* _Given text_
-------------------------

Longstanding NATO member Turkiye is following the discussion over Finland and Sweden seeking to join the alliance, but for now does not have a positive view, said the nation’s president on Friday.
“We are currently following developments. We currently do not have a positive position on the issue of Sweden and Finland (joining NATO),” Turkiye’s Recep Tayyip Erdogan told reporters after Friday prayer in Istanbul.
Saying that those “Scandinavian countries are like terrorist groups guesthouses,” Erdogan added: “There are supporters of terrorism in parliament. We cannot be positive towards this.”
In July 2020, Turkiye slammed a video meeting between Sweden’s foreign minister and members of the terrorist group YPG/PKK, the Syrian branch of the PKK. The Turkish Foreign Ministry said the incident “raises serious question marks about Sweden’s approach to combating terrorism as a matter of priority.”

-------------------------

* _Set tasks_
1. In the article on Turkiye and NATO, where did Erdogan speak to reporters?
2. In the article on Turkiye and NATO, what reason does Erdogan give for Turkiye not having a positive position on Sweden and Finland joining?
The listing after this article is separate material.

* _Data excerpt_

-------------------------

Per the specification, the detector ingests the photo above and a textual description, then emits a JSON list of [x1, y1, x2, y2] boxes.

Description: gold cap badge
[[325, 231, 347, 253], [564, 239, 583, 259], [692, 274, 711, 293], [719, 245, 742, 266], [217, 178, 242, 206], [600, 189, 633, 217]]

-------------------------

* _Solution set_
1. He spoke in Istanbul after Friday prayer.

2. Erdogan says the Scandinavian countries are "like terrorist groups guesthouses" and that there are supporters of terrorism in parliament. He concludes that Turkiye cannot be positive towards this.